Work to be completed -
Rewrite the records from their beginning through the line containing "M 342 157 L", swapping "wheelbarrow" for "cart" and keeping everything else the same. Omit the pictures.
··· Dataset extract ···
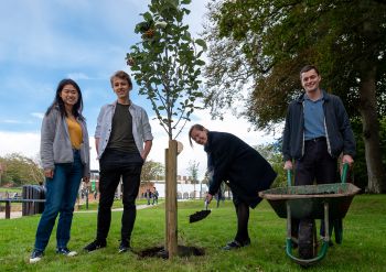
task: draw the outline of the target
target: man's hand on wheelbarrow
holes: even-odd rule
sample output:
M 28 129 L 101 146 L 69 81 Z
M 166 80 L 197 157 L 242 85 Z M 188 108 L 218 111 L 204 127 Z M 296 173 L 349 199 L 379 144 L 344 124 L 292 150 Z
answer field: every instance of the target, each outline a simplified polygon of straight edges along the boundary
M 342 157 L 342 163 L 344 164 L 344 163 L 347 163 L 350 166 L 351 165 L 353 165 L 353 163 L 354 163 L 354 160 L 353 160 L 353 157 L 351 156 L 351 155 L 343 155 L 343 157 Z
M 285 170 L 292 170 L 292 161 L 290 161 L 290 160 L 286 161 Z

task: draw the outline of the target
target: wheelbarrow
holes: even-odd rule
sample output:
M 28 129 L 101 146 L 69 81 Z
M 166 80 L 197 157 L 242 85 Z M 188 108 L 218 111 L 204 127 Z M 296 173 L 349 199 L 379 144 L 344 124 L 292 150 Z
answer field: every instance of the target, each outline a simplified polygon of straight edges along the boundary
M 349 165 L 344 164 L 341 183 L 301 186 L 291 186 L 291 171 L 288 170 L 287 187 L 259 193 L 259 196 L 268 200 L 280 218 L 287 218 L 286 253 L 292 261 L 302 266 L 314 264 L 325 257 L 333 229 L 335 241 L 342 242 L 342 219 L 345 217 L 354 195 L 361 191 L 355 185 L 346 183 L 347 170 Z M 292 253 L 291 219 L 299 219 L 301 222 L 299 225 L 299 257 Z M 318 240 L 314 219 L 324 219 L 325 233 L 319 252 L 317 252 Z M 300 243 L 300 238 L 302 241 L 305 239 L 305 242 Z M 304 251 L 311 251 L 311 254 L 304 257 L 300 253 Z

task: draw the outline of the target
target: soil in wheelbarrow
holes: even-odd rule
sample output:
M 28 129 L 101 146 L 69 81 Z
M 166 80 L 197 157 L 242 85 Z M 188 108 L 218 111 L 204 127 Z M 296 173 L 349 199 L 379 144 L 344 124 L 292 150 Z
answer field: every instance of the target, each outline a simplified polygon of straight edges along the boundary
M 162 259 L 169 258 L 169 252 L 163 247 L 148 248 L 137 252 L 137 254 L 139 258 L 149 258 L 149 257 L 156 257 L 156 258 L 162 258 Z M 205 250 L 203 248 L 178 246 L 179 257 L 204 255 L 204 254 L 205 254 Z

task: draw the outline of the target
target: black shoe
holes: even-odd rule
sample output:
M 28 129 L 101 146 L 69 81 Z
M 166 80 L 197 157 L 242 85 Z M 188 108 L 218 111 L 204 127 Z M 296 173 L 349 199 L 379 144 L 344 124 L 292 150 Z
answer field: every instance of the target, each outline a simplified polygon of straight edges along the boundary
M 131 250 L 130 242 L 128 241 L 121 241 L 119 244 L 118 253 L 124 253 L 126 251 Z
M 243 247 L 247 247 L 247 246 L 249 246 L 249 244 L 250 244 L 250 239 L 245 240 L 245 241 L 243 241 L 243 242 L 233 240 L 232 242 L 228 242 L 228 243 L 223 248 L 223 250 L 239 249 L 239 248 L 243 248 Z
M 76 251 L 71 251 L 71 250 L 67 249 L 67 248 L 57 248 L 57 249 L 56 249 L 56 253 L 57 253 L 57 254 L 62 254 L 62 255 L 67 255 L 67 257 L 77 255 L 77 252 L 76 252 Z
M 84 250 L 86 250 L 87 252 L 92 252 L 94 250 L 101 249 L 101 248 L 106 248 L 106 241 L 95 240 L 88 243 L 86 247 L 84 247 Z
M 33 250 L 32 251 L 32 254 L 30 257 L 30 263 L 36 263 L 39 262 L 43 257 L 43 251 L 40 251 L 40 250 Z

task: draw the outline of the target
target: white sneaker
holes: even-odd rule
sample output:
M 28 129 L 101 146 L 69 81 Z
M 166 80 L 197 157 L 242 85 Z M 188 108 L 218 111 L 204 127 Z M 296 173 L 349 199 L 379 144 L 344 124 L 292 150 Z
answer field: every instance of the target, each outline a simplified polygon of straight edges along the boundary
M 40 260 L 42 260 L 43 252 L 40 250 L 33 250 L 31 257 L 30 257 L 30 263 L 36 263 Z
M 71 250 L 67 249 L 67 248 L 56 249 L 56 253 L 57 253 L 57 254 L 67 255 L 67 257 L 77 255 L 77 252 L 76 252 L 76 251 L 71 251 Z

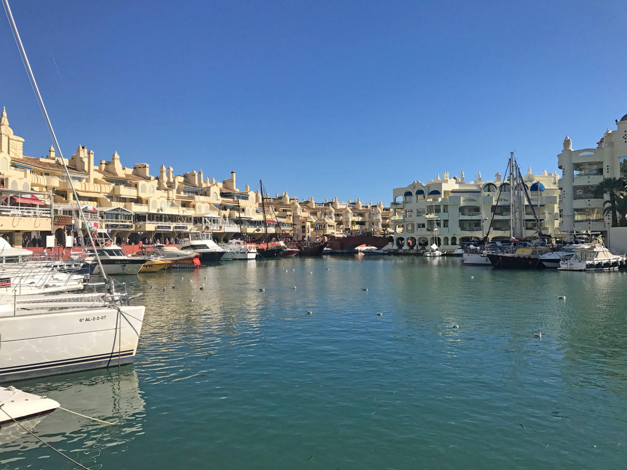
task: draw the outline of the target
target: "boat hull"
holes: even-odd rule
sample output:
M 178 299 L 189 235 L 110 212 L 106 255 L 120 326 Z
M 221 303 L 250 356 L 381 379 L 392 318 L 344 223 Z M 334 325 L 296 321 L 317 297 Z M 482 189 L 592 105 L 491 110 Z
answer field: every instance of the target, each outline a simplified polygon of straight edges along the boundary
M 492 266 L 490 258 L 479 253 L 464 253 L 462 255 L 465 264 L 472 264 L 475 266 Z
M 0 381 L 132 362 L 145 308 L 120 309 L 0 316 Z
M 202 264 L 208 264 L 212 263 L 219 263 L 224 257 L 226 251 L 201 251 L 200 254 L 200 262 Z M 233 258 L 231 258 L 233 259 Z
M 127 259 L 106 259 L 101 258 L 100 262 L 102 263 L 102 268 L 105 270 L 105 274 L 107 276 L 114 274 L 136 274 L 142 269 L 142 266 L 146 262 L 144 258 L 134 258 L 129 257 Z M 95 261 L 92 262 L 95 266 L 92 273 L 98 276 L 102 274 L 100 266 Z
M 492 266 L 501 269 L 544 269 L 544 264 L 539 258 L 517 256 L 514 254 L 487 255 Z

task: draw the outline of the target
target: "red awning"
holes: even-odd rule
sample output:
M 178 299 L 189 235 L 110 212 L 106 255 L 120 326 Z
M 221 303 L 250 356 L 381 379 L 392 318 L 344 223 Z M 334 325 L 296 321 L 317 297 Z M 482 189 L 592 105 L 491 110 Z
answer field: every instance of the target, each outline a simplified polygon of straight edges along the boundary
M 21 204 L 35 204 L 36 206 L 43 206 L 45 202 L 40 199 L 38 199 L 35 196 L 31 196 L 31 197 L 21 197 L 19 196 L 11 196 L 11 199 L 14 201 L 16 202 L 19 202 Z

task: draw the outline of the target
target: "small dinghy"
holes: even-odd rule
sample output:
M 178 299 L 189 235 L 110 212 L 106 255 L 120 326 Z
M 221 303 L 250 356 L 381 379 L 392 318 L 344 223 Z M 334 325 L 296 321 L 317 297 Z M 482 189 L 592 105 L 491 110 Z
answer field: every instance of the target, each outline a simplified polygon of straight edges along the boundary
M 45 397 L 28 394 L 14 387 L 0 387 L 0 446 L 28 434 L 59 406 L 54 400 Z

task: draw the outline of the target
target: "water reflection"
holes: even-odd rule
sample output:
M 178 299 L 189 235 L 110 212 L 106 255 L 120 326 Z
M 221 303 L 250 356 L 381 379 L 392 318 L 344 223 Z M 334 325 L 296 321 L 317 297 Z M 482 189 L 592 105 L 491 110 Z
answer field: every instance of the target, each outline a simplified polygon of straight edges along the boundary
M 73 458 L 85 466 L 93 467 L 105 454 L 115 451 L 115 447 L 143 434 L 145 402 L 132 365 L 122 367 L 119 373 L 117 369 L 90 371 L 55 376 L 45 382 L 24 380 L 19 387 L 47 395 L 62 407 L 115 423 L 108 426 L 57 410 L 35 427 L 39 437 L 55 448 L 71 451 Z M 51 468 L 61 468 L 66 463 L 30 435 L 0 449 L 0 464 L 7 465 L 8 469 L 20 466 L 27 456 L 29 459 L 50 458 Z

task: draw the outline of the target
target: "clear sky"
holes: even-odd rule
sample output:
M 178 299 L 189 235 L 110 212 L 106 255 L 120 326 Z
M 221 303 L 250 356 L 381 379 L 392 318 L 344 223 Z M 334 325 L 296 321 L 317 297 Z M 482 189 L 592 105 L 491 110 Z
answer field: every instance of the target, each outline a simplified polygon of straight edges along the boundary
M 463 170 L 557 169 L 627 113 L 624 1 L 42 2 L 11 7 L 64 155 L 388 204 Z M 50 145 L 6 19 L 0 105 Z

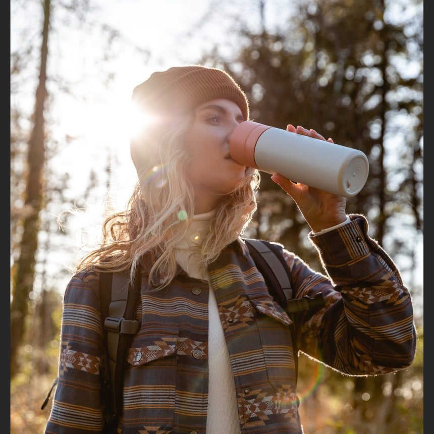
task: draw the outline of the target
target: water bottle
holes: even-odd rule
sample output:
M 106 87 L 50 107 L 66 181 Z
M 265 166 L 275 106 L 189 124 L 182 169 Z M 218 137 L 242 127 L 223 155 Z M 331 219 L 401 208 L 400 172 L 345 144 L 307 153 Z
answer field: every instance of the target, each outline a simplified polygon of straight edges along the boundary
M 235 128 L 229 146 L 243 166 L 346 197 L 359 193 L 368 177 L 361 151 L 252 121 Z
···
Worked solution -
task: draw the outline of the target
target: man's hand on cart
holes: even-odd rule
sample output:
M 28 129 L 101 146 L 69 81 Z
M 166 80 L 197 157 L 242 85 Z M 188 108 L 218 111 L 204 127 Z M 296 173 L 349 199 L 379 144 L 344 124 L 292 150 Z
answer field: every instance of the target, each outline a simplified polygon of straight edges along the boundary
M 342 157 L 342 163 L 344 164 L 344 163 L 347 163 L 350 166 L 351 165 L 353 165 L 353 163 L 354 163 L 354 160 L 353 160 L 353 157 L 351 156 L 351 155 L 343 155 L 343 157 Z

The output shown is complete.